> [REQUIREMENT 1]: Can you set down the comic book art passage word for word, starting at "Anglo American had" and ending at "getting into jams."?
> [REQUIREMENT 2]: Could you take the comic book art passage further, picking up right after its last sentence?

> [PASSAGE PROVIDED]:
/---

Comic book art runs the rainbow spectrum from realistic, to semi-realistic, to surrealistic, each time the metaphor getting stronger. In the surrealistic “toons” the world is populated by caricature humanoids and/or anthropomorphic fauna (‘funny animals”). Each of the four WECA publishers, except Educational Projects, had features that fell somewhere on the surrealistic end of this continuum.
Anglo American had Sooper Dooper by Jay McKellar and Les Gilpin in Three Aces Comics who was a sort of goofy, Canadian everyman always getting into jams.
His counterpart for Maple Leaf was Bert Bushell’s Kipper Herring who appeared in early issues of Better Comics and perhaps the matching character for Bell Features was the least surrealistic of the bunch, Manny Easson’s Dizzy Don from The Funny Comics.

\---

Raw records:
/---

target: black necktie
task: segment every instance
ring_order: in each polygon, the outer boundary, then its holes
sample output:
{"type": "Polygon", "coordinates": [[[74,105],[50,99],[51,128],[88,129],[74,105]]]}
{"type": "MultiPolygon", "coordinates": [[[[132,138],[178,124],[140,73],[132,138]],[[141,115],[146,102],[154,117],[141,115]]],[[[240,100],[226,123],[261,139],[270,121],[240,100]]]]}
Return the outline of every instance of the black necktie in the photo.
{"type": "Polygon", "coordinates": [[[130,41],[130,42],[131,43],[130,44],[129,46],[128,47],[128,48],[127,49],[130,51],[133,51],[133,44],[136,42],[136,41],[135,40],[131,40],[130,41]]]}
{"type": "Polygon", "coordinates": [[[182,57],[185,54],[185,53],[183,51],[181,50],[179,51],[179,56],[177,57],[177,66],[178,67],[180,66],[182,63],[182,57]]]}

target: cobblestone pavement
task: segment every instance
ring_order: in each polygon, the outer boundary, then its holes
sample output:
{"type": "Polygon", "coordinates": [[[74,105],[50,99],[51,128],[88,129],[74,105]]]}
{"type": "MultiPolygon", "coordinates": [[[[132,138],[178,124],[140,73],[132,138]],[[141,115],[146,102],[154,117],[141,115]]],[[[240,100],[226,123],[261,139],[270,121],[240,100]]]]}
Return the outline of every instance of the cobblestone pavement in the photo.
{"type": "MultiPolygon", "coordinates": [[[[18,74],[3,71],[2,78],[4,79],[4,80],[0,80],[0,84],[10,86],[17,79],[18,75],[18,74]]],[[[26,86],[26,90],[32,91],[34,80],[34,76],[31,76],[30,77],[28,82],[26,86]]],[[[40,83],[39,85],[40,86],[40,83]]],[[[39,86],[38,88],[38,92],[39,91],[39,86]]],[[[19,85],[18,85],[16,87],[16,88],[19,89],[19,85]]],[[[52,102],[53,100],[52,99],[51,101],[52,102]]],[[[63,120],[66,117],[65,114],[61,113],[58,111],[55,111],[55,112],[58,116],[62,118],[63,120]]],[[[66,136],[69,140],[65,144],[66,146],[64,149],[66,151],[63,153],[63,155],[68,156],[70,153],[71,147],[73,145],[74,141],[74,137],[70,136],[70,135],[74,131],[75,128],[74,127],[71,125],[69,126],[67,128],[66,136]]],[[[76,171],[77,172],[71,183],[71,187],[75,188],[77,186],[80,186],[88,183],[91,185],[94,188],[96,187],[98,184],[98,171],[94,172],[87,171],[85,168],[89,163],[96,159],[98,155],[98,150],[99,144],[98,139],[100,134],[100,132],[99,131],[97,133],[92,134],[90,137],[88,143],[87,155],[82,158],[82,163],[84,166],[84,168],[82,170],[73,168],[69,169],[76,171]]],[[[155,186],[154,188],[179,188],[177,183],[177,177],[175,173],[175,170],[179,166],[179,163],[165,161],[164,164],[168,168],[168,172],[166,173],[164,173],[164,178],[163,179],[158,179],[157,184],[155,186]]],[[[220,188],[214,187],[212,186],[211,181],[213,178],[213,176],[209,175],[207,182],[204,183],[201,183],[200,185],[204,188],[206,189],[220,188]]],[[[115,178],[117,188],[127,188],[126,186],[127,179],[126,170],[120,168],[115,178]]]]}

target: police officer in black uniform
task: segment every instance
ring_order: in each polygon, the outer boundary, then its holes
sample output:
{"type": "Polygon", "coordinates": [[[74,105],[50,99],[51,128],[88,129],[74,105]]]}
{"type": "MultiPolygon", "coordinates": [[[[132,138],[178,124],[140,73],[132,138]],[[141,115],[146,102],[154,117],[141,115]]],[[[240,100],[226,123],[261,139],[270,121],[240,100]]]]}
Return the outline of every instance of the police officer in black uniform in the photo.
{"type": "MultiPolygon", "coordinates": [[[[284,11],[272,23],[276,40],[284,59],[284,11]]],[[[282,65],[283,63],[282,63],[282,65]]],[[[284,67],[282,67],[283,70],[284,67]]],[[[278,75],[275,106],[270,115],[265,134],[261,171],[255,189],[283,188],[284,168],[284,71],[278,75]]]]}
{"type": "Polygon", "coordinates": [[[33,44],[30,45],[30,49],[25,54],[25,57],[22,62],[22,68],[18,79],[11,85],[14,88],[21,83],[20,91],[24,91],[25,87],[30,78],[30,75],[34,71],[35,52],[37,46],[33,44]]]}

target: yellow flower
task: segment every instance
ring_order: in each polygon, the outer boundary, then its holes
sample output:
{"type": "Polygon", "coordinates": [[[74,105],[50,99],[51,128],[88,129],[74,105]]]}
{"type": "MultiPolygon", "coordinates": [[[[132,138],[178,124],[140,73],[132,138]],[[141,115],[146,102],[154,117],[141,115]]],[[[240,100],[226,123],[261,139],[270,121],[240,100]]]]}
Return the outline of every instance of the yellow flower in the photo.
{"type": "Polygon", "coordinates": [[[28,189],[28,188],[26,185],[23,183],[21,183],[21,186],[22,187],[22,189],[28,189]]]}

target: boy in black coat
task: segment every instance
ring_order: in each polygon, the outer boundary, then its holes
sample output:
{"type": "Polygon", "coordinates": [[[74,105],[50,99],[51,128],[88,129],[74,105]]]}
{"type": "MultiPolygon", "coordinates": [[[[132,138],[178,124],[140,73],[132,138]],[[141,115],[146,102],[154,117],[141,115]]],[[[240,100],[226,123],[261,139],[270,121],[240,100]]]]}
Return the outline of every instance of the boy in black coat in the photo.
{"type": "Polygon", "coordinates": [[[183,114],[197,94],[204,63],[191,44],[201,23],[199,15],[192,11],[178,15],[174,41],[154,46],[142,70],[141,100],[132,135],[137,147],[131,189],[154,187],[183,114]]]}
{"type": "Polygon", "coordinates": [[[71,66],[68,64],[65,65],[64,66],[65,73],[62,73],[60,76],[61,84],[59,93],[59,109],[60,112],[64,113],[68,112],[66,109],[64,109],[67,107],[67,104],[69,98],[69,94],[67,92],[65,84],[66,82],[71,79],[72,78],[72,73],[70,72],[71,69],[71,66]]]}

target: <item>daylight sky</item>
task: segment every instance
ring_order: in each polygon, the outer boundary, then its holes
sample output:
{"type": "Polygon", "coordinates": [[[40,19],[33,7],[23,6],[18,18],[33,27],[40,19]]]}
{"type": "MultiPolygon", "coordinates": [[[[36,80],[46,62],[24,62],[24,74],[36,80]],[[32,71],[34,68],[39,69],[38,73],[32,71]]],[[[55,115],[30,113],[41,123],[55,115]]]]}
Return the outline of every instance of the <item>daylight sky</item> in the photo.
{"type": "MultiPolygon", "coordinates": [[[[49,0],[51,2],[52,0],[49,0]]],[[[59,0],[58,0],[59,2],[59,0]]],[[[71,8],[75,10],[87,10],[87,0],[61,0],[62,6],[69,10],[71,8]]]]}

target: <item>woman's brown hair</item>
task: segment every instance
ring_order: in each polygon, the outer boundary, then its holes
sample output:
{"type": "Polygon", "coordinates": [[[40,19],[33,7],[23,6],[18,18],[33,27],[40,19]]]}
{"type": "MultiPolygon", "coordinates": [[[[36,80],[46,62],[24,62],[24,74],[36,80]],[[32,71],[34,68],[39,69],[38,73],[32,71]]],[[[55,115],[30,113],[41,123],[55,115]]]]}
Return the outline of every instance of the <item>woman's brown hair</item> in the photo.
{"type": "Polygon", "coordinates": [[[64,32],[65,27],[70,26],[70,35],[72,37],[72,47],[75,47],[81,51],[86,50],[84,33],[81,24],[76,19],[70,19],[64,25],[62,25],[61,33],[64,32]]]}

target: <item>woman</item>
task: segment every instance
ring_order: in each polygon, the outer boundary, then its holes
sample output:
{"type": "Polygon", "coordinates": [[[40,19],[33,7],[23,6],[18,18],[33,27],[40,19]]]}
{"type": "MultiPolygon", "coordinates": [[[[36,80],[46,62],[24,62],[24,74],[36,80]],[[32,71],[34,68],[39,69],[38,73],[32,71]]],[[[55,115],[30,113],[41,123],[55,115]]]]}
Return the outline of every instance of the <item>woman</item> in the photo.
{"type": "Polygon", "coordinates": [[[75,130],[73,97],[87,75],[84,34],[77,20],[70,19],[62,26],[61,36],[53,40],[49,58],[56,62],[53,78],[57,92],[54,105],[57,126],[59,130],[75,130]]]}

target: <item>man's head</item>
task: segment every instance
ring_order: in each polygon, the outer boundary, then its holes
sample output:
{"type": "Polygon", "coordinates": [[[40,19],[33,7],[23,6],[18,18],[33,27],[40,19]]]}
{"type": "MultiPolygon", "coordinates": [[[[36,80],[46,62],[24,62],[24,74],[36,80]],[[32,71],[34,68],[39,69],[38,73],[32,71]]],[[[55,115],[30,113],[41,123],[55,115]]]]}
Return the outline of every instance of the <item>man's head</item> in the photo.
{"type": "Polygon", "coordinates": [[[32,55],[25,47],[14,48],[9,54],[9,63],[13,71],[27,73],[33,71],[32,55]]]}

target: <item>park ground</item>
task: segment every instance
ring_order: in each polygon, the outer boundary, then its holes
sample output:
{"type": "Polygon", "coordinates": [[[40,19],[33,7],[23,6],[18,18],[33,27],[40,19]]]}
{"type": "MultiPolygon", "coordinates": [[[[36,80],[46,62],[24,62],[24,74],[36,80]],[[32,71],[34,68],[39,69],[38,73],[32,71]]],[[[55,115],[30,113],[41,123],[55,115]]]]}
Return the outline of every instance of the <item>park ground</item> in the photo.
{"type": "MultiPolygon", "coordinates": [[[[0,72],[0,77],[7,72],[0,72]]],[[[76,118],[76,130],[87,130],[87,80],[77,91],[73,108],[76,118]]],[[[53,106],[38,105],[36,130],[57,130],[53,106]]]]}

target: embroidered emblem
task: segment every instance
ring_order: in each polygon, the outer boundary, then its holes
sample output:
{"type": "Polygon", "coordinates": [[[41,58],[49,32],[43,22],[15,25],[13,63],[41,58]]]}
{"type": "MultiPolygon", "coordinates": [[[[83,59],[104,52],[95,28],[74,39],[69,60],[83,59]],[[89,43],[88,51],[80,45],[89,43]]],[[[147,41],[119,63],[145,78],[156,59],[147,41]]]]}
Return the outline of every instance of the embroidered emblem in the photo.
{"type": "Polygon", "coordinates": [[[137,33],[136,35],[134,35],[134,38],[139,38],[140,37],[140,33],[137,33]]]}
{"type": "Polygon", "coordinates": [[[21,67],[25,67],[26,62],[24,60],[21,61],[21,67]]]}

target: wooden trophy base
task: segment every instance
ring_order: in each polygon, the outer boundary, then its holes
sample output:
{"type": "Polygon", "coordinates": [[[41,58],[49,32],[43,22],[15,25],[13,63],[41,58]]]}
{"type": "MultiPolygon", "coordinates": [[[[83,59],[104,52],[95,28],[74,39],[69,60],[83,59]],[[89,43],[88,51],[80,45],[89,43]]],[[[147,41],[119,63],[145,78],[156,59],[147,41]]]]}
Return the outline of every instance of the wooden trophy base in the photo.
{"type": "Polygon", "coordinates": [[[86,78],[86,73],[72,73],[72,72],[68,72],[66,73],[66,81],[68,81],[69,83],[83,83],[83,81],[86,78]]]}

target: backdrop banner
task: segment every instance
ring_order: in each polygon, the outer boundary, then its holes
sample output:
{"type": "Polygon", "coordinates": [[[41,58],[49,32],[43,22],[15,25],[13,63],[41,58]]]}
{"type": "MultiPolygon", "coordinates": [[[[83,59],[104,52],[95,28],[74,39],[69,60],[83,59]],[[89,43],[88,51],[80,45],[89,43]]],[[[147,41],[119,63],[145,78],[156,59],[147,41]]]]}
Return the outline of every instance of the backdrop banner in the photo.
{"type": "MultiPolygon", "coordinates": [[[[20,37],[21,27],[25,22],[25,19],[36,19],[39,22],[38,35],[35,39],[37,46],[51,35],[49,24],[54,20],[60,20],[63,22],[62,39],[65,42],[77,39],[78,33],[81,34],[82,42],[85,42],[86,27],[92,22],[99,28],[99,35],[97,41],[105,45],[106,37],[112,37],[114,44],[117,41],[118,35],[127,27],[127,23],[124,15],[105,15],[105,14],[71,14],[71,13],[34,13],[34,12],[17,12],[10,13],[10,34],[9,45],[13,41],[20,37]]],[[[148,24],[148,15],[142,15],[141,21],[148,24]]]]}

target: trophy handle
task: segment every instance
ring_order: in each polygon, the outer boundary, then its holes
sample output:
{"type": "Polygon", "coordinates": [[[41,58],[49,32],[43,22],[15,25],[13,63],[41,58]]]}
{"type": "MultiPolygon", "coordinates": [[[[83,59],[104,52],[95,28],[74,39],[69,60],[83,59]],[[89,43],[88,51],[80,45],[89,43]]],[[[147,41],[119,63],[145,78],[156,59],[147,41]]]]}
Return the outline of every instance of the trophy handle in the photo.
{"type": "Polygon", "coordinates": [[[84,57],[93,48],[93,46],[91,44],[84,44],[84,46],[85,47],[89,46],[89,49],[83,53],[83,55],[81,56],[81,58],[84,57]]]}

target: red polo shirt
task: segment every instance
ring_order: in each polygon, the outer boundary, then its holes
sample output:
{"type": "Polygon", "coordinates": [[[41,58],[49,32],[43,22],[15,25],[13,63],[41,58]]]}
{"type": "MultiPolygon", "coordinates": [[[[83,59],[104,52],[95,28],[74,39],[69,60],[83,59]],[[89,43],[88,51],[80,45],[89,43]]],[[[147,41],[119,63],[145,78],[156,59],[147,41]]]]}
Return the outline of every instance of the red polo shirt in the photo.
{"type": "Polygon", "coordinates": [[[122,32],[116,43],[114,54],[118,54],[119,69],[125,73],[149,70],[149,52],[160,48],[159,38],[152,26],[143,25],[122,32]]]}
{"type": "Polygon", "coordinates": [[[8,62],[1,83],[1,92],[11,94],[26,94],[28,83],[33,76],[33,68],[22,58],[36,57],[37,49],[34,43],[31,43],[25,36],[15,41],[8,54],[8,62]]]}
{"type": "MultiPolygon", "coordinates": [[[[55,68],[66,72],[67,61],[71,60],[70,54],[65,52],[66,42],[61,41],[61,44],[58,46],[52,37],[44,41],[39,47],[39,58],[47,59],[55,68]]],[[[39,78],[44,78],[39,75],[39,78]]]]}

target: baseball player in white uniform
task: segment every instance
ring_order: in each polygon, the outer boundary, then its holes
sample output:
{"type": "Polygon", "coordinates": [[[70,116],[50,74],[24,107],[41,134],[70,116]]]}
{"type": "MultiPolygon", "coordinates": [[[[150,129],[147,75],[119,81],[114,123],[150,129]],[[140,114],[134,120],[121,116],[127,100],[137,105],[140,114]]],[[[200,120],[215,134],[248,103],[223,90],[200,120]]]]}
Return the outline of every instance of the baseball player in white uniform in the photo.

\---

> [WRITTEN ANSWER 1]:
Anglo American had Sooper Dooper by Jay McKellar and Les Gilpin in Three Aces Comics who was a sort of goofy, Canadian everyman always getting into jams.

> [WRITTEN ANSWER 2]:
But these characters really aren’t “toonish” enough and to find the real “toons” you have to stick with Maple Leaf and especially Bell Features. The West Coast company had two great features in Jon Stables’ Piltdown Pete in Lucky Comics, and Bill Meikle’s Li’l Joe in Bing Bang Comics and his Nip, Zip and Flip feature in later issues of Better Comics.
Stables’ particular Paleolithic Peter, began in the Feb./March 1944 issue of Lucky Comics and harkened back a decade to V. T. Hamelin’s Alley Oop and shouted out forward a couple of decades to Hanna Barbera’s Fred Flintstone.
Stables had probably also come across Mal Eaton’s thirties British newspaper strip Peter Piltdown and taken off with his own idea. As always Stables’ illustrations are solid, fluid, and grounded with the ability to convey animation in static drawings and produced many great Lucky Comics covers featuring the character. Everybody in the strip was a toon except for a couple of the women such as Yot, who came from the tribe across the river, were knockout pinups who sometimes wore heels (like Al Capp’s Dogpatch females).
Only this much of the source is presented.